Text passage =>

══════

Economic hardship, feelings of loss, and being shunned by local
people are all among experiences shared by young people who have a
prisoner in the family. Families support federation policy director
Kelli Brown reports.
The current prison population in England and Wales stands at
nearly 70,000, of whom a growing proportion are women. Around
two-thirds have children under 18. In September 2000, there were
more than 10,000 under-21s in prison. This means there are many
thousands of children and young people in this country with a
prisoner in the family. Unfortunately, however, there exist no
accurate figures on the actual numbers of children and young people
affected by the imprisonment of a close family member. The
estimates which are available – at least 125,000 children with a
parent in prison – are based on information gathered when the
prison population stood at around 45,000.1,2 And of
course, these estimates do not take account of those with a sibling
in prison.

══════

Data listing =>
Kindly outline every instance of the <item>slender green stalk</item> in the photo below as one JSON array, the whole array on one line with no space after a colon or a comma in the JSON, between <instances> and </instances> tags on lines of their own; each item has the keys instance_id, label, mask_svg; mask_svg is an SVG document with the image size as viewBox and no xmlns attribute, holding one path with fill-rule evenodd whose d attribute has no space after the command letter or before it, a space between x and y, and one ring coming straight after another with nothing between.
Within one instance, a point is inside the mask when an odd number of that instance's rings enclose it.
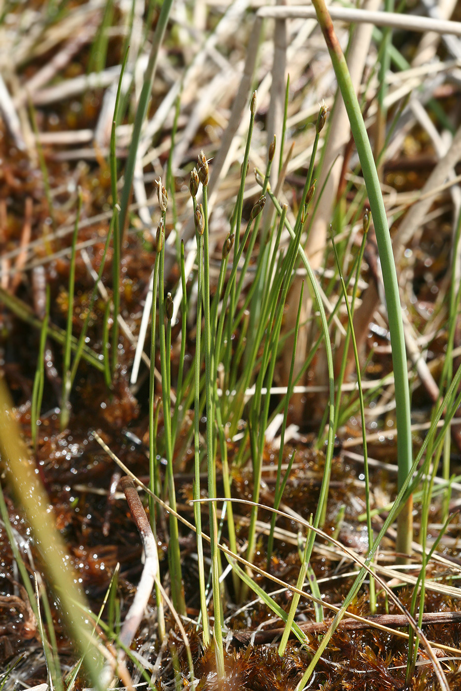
<instances>
[{"instance_id":1,"label":"slender green stalk","mask_svg":"<svg viewBox=\"0 0 461 691\"><path fill-rule=\"evenodd\" d=\"M43 645L45 658L46 659L46 667L49 676L50 685L55 687L56 691L64 691L62 685L62 670L60 655L57 651L57 641L56 639L56 632L51 614L51 607L48 599L48 595L45 589L43 582L40 585L37 580L37 575L34 574L35 579L35 592L37 596L37 609L39 612L39 630ZM43 625L42 612L40 611L40 603L44 610L45 619L46 621L46 632Z\"/></svg>"},{"instance_id":2,"label":"slender green stalk","mask_svg":"<svg viewBox=\"0 0 461 691\"><path fill-rule=\"evenodd\" d=\"M176 439L178 435L178 416L180 409L184 410L183 401L183 377L184 374L184 359L186 357L186 341L187 339L188 319L188 296L186 285L186 269L184 267L184 240L181 240L179 245L179 268L181 271L181 285L182 288L181 324L181 350L179 353L179 364L178 366L178 379L176 385L176 403L172 422L173 439Z\"/></svg>"},{"instance_id":3,"label":"slender green stalk","mask_svg":"<svg viewBox=\"0 0 461 691\"><path fill-rule=\"evenodd\" d=\"M216 520L216 507L213 502L210 504L211 509L211 520L213 522L213 530L210 530L210 538L211 541L211 574L213 584L213 605L216 607L217 602L219 603L217 612L215 609L215 623L213 624L213 638L215 640L215 655L216 657L216 672L219 679L225 678L224 672L224 648L222 642L222 607L221 597L219 595L219 549L218 547L218 529L217 521ZM214 543L213 544L213 541Z\"/></svg>"},{"instance_id":4,"label":"slender green stalk","mask_svg":"<svg viewBox=\"0 0 461 691\"><path fill-rule=\"evenodd\" d=\"M347 65L334 32L325 0L312 0L312 3L325 37L338 80L338 85L349 117L374 223L383 272L392 345L395 379L397 424L399 430L397 436L398 486L401 489L411 468L413 448L410 419L410 390L404 337L404 325L390 235L373 155L357 97L352 86ZM397 551L405 554L408 553L411 549L413 538L412 509L413 502L410 497L407 500L405 510L399 514L397 526L396 549Z\"/></svg>"},{"instance_id":5,"label":"slender green stalk","mask_svg":"<svg viewBox=\"0 0 461 691\"><path fill-rule=\"evenodd\" d=\"M112 323L111 334L111 370L112 377L115 376L117 361L118 359L118 314L120 314L120 272L121 262L122 241L120 239L120 225L118 207L118 194L117 191L117 153L116 142L116 131L118 122L118 110L120 107L120 99L122 90L122 80L125 68L128 59L129 46L125 50L125 57L122 62L122 66L117 86L117 93L116 95L116 102L114 107L114 120L112 121L112 128L111 130L111 146L109 155L109 167L111 171L111 190L112 192L112 214L113 214L113 232L114 232L114 257L112 258L112 300L114 301L114 321Z\"/></svg>"},{"instance_id":6,"label":"slender green stalk","mask_svg":"<svg viewBox=\"0 0 461 691\"><path fill-rule=\"evenodd\" d=\"M363 251L365 247L365 236L370 227L370 217L369 215L366 215L364 217L364 237L363 241L362 242L361 249ZM359 390L359 400L360 401L360 415L361 419L362 426L362 439L363 442L363 469L365 474L365 500L367 510L367 530L368 533L368 549L371 550L373 546L373 529L371 524L371 515L370 515L370 475L368 473L368 451L367 446L367 428L366 423L365 419L365 405L363 404L363 392L362 391L362 376L360 370L360 361L359 360L359 352L357 350L357 342L355 338L355 332L354 331L354 321L352 318L352 310L354 309L354 304L352 303L352 306L349 304L349 299L347 297L347 289L346 288L345 283L344 281L344 276L343 276L343 272L341 270L341 264L339 262L339 256L338 256L338 250L336 249L336 245L334 242L334 238L333 236L333 231L332 230L332 244L333 245L333 252L334 252L334 258L336 262L336 267L338 269L338 272L339 274L339 280L341 281L341 287L343 289L343 294L344 296L344 301L345 303L346 309L347 310L347 319L349 320L349 334L350 334L350 337L352 339L352 346L354 347L354 357L355 359L355 367L356 370L357 376L357 388ZM360 269L360 264L358 265L358 270ZM358 278L358 276L357 276ZM358 281L356 281L355 285L356 286ZM355 296L354 296L354 297ZM347 342L346 341L346 348L347 348ZM347 352L347 350L345 351ZM370 611L372 614L374 614L376 612L376 591L374 587L374 579L370 575Z\"/></svg>"},{"instance_id":7,"label":"slender green stalk","mask_svg":"<svg viewBox=\"0 0 461 691\"><path fill-rule=\"evenodd\" d=\"M282 214L282 209L280 206L273 196L270 189L267 191L268 194L270 195L272 202L273 203L277 211L279 214ZM302 205L304 205L304 199ZM291 226L285 220L285 227L290 234L291 238L294 238L296 237L295 232L291 228ZM322 331L323 336L325 337L325 352L327 355L327 364L328 366L328 379L329 379L329 419L332 422L334 419L334 377L333 370L333 354L332 352L332 344L329 341L329 335L328 332L328 323L327 321L327 317L325 313L325 308L323 307L323 303L322 302L322 298L318 290L318 285L317 283L317 279L316 278L315 274L314 273L312 268L309 263L307 257L306 256L305 252L301 247L298 248L298 254L300 256L301 261L306 269L307 277L310 283L310 285L314 292L317 307L318 309L318 313L320 316L320 323L322 325ZM314 357L314 352L311 354L311 357ZM314 519L314 524L316 527L318 527L324 520L325 512L326 511L327 505L327 498L328 495L328 488L329 484L329 475L332 467L332 461L333 458L333 449L334 446L334 430L333 428L333 424L329 425L328 428L328 442L327 446L327 452L325 460L325 472L323 475L323 479L322 480L322 485L320 486L320 495L318 498L318 504L317 505L317 511L316 511L316 515ZM309 556L309 559L310 559L310 555Z\"/></svg>"},{"instance_id":8,"label":"slender green stalk","mask_svg":"<svg viewBox=\"0 0 461 691\"><path fill-rule=\"evenodd\" d=\"M75 245L78 235L78 223L82 210L82 190L78 190L77 216L72 234L72 252L69 272L69 303L67 305L67 326L66 328L66 341L62 364L62 392L61 394L61 430L66 428L71 415L69 397L72 386L71 379L71 339L72 338L72 320L73 319L73 293L75 286Z\"/></svg>"},{"instance_id":9,"label":"slender green stalk","mask_svg":"<svg viewBox=\"0 0 461 691\"><path fill-rule=\"evenodd\" d=\"M203 301L205 346L205 392L206 397L206 464L208 477L208 496L216 496L216 466L215 464L215 386L213 381L214 352L211 343L211 321L210 313L210 248L208 238L208 163L203 151L199 156L197 172L203 189L203 227L204 227L204 285ZM220 562L217 549L217 525L216 515L210 507L210 538L211 539L211 574L213 587L213 608L215 611L215 652L218 676L224 677L224 659L221 627L223 621L221 593L219 589Z\"/></svg>"},{"instance_id":10,"label":"slender green stalk","mask_svg":"<svg viewBox=\"0 0 461 691\"><path fill-rule=\"evenodd\" d=\"M250 146L251 145L251 138L253 137L253 129L255 124L255 114L256 113L257 107L257 95L256 92L254 91L253 96L251 97L251 101L250 102L250 124L248 129L248 134L246 135L246 143L245 145L245 153L244 154L244 160L242 164L241 169L241 176L240 176L240 187L239 187L238 194L237 196L237 202L235 204L235 208L234 209L234 214L232 218L232 223L230 225L230 232L235 233L235 249L234 251L234 263L237 261L237 254L238 251L240 249L240 224L242 223L242 213L243 211L243 202L244 202L244 193L245 189L245 179L246 178L246 173L248 171L248 158L250 155ZM237 289L235 284L232 284L232 290L230 292L230 296L229 301L229 310L228 315L229 319L228 321L228 328L227 328L227 348L226 349L226 353L224 355L224 372L228 375L230 372L230 360L232 359L232 324L233 322L233 316L235 312L235 308L237 306ZM231 388L231 384L228 380L228 387L229 389Z\"/></svg>"},{"instance_id":11,"label":"slender green stalk","mask_svg":"<svg viewBox=\"0 0 461 691\"><path fill-rule=\"evenodd\" d=\"M104 381L106 386L110 389L112 384L112 375L111 374L110 350L109 343L109 319L111 313L111 303L109 301L106 304L104 310L104 318L102 321L102 357L104 357Z\"/></svg>"},{"instance_id":12,"label":"slender green stalk","mask_svg":"<svg viewBox=\"0 0 461 691\"><path fill-rule=\"evenodd\" d=\"M296 579L296 587L298 589L301 589L304 585L304 581L307 573L307 569L309 567L309 556L312 553L315 537L316 533L311 531L307 536L307 539L306 540L305 548L301 560L301 567L298 574L298 578ZM293 626L293 623L294 621L296 609L298 609L300 596L299 593L293 594L289 612L288 613L288 616L287 617L285 627L282 635L282 640L280 641L278 646L278 654L280 657L284 654L285 650L287 650L287 644L288 643L288 638L291 631L291 627Z\"/></svg>"},{"instance_id":13,"label":"slender green stalk","mask_svg":"<svg viewBox=\"0 0 461 691\"><path fill-rule=\"evenodd\" d=\"M160 266L161 250L164 242L163 218L159 225L156 234L156 247L154 274L152 276L152 305L150 323L150 370L149 372L149 486L152 492L160 494L160 469L156 458L156 424L158 422L160 402L155 397L155 337L156 317L157 307L157 287ZM149 495L149 517L152 533L156 538L156 521L155 517L156 504L152 497ZM163 600L159 587L157 579L155 581L155 598L157 603L157 621L159 635L165 636L165 625L163 610Z\"/></svg>"},{"instance_id":14,"label":"slender green stalk","mask_svg":"<svg viewBox=\"0 0 461 691\"><path fill-rule=\"evenodd\" d=\"M197 247L197 334L195 337L195 392L194 392L194 499L200 499L200 366L201 363L201 303L203 298L204 278L204 221L203 207L197 214L197 194L199 187L199 178L195 168L190 174L190 189L194 202L194 215L195 218L196 238ZM203 221L203 223L202 223ZM206 606L206 594L205 588L205 570L204 568L204 546L201 539L201 513L200 504L198 501L194 503L194 519L197 526L197 552L199 563L199 588L200 591L200 612L203 627L203 641L204 645L209 645L210 622Z\"/></svg>"},{"instance_id":15,"label":"slender green stalk","mask_svg":"<svg viewBox=\"0 0 461 691\"><path fill-rule=\"evenodd\" d=\"M39 346L39 354L37 359L37 369L34 377L34 385L32 390L32 401L30 403L30 435L32 437L32 444L34 449L37 451L37 428L40 417L40 410L42 409L42 401L43 399L43 388L45 379L45 345L46 343L46 336L48 334L48 323L50 321L50 287L46 286L46 305L45 307L45 316L43 320L43 325L40 332L40 344Z\"/></svg>"},{"instance_id":16,"label":"slender green stalk","mask_svg":"<svg viewBox=\"0 0 461 691\"><path fill-rule=\"evenodd\" d=\"M144 81L138 109L136 111L134 126L133 127L133 134L128 152L128 158L125 169L125 182L123 190L122 191L122 199L120 202L120 251L121 242L125 231L125 226L127 222L127 214L128 212L128 205L132 191L132 183L133 182L133 175L134 173L134 166L136 160L136 152L141 140L141 128L147 113L147 106L150 100L150 95L152 91L152 84L155 76L155 70L157 66L157 59L160 46L163 40L165 30L168 21L170 12L173 4L173 0L164 0L161 5L160 15L155 27L155 32L152 39L152 46L149 55L149 61L144 74Z\"/></svg>"}]
</instances>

══════

What needs to be done =>
Quote the text passage on young people with a family member in prison, starting with "Economic hardship, feelings" and going on through "Kelli Brown reports.".

Complete output =>
Economic hardship, feelings of loss, and being shunned by local
people are all among experiences shared by young people who have a
prisoner in the family. Families support federation policy director
Kelli Brown reports.